Extracted items:
-.-.-

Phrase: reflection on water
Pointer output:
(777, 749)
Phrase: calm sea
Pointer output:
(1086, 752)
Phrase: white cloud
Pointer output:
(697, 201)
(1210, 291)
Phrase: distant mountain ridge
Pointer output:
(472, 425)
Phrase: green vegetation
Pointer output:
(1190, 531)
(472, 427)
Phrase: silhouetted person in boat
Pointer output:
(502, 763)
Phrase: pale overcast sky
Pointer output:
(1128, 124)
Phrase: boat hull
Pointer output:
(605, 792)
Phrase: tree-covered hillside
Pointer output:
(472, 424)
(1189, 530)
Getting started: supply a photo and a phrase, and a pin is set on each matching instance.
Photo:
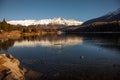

-.-.-

What to work on: Format all lines of the items above as a numbered list, omitting blank lines and leaving any pictures out of your answer.

Answer to the problem:
1. Phrase: reflection on water
2. Pointer output:
3. (777, 749)
4. Phrase: calm sea
5. Pointer output:
6. (1086, 752)
7. Phrase: white cloud
8. Pointer output:
9. (697, 201)
10. (1210, 291)
11. Phrase: distant mountain ridge
12. Pointer output:
13. (472, 425)
14. Phrase: green vegetation
15. Pointer output:
16. (1190, 531)
17. (472, 427)
18. Phrase: silhouetted person in boat
19. Pointer output:
20. (502, 763)
21. Phrase: pale overcast sky
22. Pointer output:
23. (1128, 124)
24. Phrase: boat hull
25. Pointer output:
26. (605, 792)
27. Phrase: tree-covered hillside
28. Pointer output:
29. (472, 424)
30. (1189, 530)
31. Getting started: supply a photo and a phrase, and a pin is set on each matching instance.
32. Photo:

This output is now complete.